● Contour labeling entries
········
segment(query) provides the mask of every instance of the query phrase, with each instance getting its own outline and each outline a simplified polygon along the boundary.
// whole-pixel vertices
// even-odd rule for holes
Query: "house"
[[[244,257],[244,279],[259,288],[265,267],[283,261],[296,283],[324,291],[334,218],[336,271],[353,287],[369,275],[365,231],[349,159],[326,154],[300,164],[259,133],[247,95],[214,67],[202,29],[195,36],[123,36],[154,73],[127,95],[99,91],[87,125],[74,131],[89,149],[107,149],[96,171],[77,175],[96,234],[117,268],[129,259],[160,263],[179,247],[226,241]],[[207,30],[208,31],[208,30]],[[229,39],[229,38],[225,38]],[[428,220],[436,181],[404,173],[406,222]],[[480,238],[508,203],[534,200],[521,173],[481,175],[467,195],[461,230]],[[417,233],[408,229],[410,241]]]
········
● Work to be completed
Nothing may be left out: return each entry exactly as it reads.

● Output below
segment(query) provides the mask of every instance of the query phrase, with each instance getting its own outline and each outline a simplified polygon along the boundary.
// whole-pixel vertices
// even-odd rule for holes
Query: "house"
[[[244,257],[244,279],[259,288],[265,267],[283,261],[296,283],[324,291],[334,218],[336,271],[353,287],[369,275],[365,231],[349,159],[326,154],[300,164],[259,133],[247,95],[214,67],[202,29],[195,36],[123,36],[154,73],[127,95],[99,91],[87,125],[74,131],[89,149],[107,149],[96,171],[77,175],[96,234],[117,268],[129,259],[160,263],[179,247],[226,241]],[[207,30],[208,31],[208,30]],[[229,39],[229,38],[225,38]],[[428,220],[436,181],[404,173],[406,222]],[[480,238],[508,203],[534,200],[521,173],[481,175],[467,195],[461,230]],[[417,233],[408,229],[410,241]]]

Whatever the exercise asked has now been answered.